-- DATA PROVIDED follows --
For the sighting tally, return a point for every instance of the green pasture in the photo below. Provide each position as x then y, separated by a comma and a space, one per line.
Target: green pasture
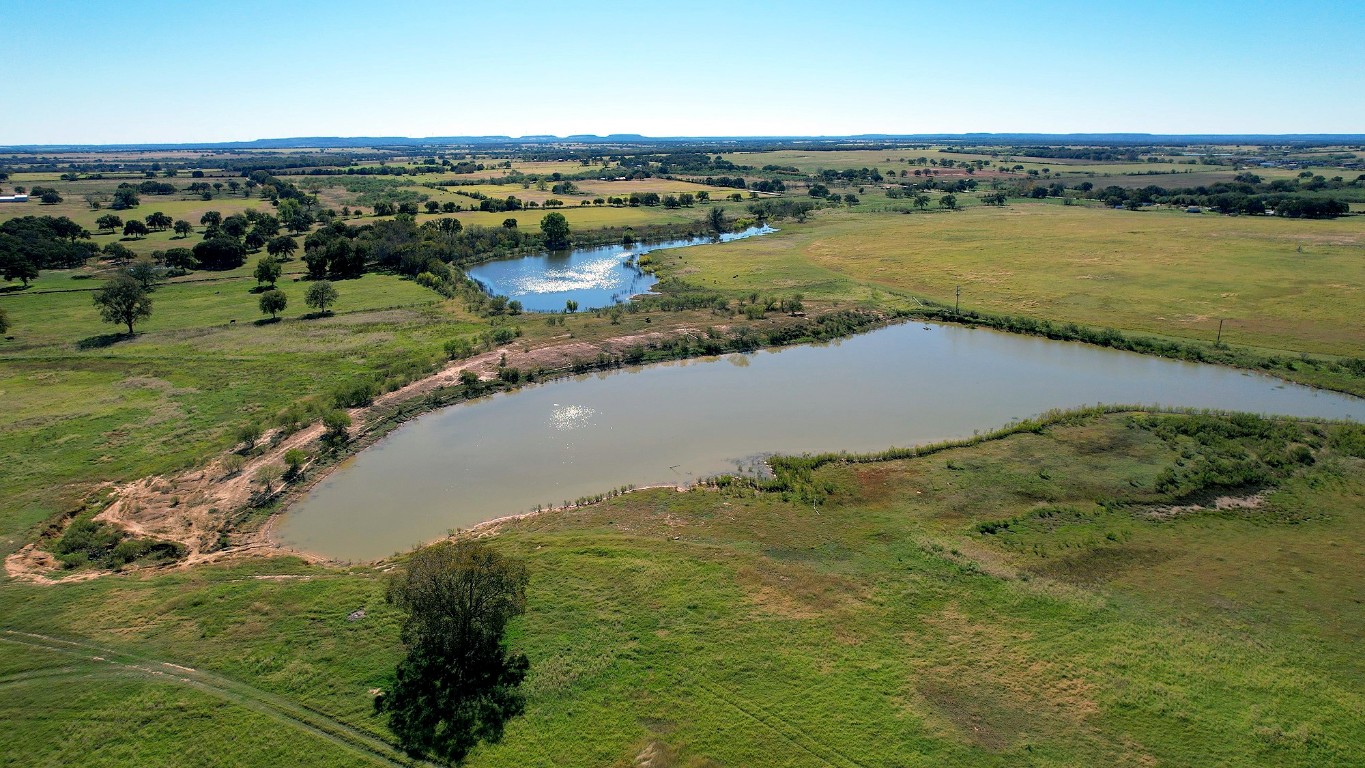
718, 628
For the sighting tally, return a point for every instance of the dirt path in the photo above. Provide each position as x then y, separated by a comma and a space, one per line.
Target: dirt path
116, 663
195, 508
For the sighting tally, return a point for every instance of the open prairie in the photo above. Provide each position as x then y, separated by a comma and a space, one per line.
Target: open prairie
1289, 285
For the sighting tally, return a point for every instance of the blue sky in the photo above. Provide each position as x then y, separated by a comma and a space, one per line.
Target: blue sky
159, 71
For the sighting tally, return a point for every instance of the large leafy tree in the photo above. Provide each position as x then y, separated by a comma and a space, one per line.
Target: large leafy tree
220, 253
273, 302
123, 300
268, 270
459, 682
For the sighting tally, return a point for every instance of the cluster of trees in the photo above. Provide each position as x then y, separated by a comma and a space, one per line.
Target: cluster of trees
781, 208
459, 682
33, 243
1248, 195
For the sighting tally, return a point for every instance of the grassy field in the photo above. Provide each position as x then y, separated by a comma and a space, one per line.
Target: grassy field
1291, 285
717, 628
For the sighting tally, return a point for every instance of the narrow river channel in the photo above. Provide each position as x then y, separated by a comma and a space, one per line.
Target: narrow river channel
679, 422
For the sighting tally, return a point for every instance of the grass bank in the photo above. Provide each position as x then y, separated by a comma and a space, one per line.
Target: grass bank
1029, 599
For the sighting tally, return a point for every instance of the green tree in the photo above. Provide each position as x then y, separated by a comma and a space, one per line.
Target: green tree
124, 199
273, 302
220, 253
123, 300
268, 270
108, 223
295, 459
715, 220
281, 247
556, 229
336, 423
459, 684
159, 221
321, 295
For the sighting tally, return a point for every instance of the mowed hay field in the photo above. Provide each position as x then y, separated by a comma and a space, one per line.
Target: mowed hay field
718, 628
1281, 284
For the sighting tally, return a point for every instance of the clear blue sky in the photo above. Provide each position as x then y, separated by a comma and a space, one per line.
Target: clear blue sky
160, 71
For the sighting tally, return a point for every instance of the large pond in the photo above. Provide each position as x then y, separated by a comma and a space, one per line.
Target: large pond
679, 422
593, 277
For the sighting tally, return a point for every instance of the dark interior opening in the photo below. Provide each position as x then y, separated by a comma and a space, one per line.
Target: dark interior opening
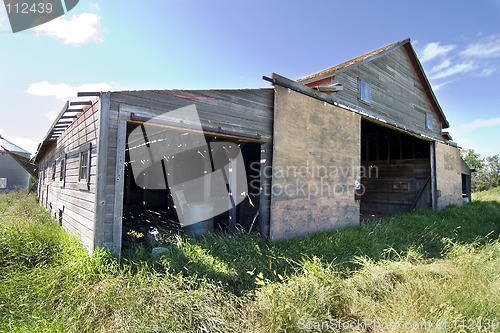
148, 211
395, 171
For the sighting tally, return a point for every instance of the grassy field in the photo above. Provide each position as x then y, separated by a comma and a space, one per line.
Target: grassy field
418, 272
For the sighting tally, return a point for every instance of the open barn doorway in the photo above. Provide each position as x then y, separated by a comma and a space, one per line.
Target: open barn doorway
150, 204
395, 171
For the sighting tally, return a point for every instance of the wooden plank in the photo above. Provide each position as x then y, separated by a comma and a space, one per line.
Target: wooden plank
121, 138
102, 152
433, 175
266, 158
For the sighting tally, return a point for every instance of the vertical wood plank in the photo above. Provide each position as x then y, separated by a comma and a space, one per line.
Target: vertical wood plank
266, 157
102, 152
119, 186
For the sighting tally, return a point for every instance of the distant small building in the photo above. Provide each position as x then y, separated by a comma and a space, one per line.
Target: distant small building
12, 174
-- DATA PROVIDED concluded --
All of the lines above should be copied exactly, apart from the pictures.

**RESPONSE TO THE TASK:**
For the sighting tally, return a point for every instance of the green pasture in the photo below. Provide each position as x then y, separated by a comma and a space, one per line.
Target: green pasture
718, 628
For the sighting tally, return a point for every instance of the dirt path in the photo above. Provide each position as x then y, separated by a comma and a space, one per line.
Target: dirt path
116, 663
195, 508
For the sighting tally, return a point for every instance of the open prairie in the photo above. Provide each position as x then y, separated by a comma and a space, one per line.
Target: open prairie
1289, 285
For the sighting tally, return a point for every instance of the blue sky in the photo above. Provide each position as x then y, separated by a comma and a space, one per line.
Target: blue sky
159, 71
For the sighting tally, return a point for every instance of the large leafy tree in the photo above. Provide each position as x then y, separated by a comma and a space, one per line.
Target: large leafy tree
220, 253
273, 302
123, 300
268, 270
459, 682
For the sighting tally, return a point for every instance of the cluster of trees in the photo above. Provide each position as x then y, separated by a comma and a space, one per line.
Target: cluster of trees
781, 208
459, 682
33, 243
1248, 195
For the sighting tally, return a point for every instance of the grassy field in the photo above. Provide each position as x then y, separated by a comma and a space, one per line.
Target: grassy field
1291, 285
717, 628
For the sighting tally, return a point for every instance of the narrow river channel in the photo above. Provide each position as x then y, separated by a comma and a space, one per line.
Target: narrow river channel
679, 422
For the sighting tally, return a point for every instance of the grass bank in the photo above. Provide each position as x then y, separated by a comma and a space, one per line.
Target: grass bank
1029, 599
For the sighting tally, return a point for every instance of the green tree in the photo above. Provide each position as x then y, separated by a comma and a space, one per line.
Target: green tree
124, 199
273, 302
220, 253
123, 300
268, 270
108, 223
295, 459
715, 220
281, 247
556, 229
336, 423
459, 684
159, 221
321, 295
For the sighting tally, return a point for every instance of the mowed hay field in the photo above. Provide each position as x then y, separated by a comma and a space, one per line.
Target: mowed hay field
718, 628
1281, 284
For the sighting tally, return a point for every instance of the clear blue sky in the photo above. Provide each position as x then y, separated by a comma and a space, one per line.
Target: clear blue sky
160, 71
For the sighting tally, return a point for every instance of the large pond in the photo above. Provide each position as x then y, separated by a comma and a space, one per line.
Target: large pond
679, 422
593, 277
For the sighting tally, return a point for every instance of the dark interior opening in the photo below. Provide each position as x then y, separated by a comma and a space, one per line.
Target: dark interior opening
148, 211
395, 171
For the sighting tally, return a point for every instance of the grassy field in the photo above. Provide each position as x then y, separated by a comma and a space, one per line.
Target: grassy field
418, 272
For the sighting tally, return a point for every instance of the open barn doorway in the photo above. Provide each position as x then y, separated by a comma and a space, one per line.
Target: open barn doorway
150, 204
395, 171
For the sighting tally, return a point for every instance of the wooden plank in the photo above. Provide each position as x then y, separated by a comma and a space, one per line.
Target: wooden plank
121, 138
102, 152
433, 175
266, 158
For the sighting tally, return a point for every instance of the vertical wood plank in the photo above. Provide each position as x then y, separated by a comma and a space, one per line.
Target: vertical wood plank
266, 157
102, 152
119, 186
For the sighting tally, return a point for every instance of the distant small building in the photo above. Provide each position as x then y, separated by a comma and a space, one per line.
Target: distant small building
12, 174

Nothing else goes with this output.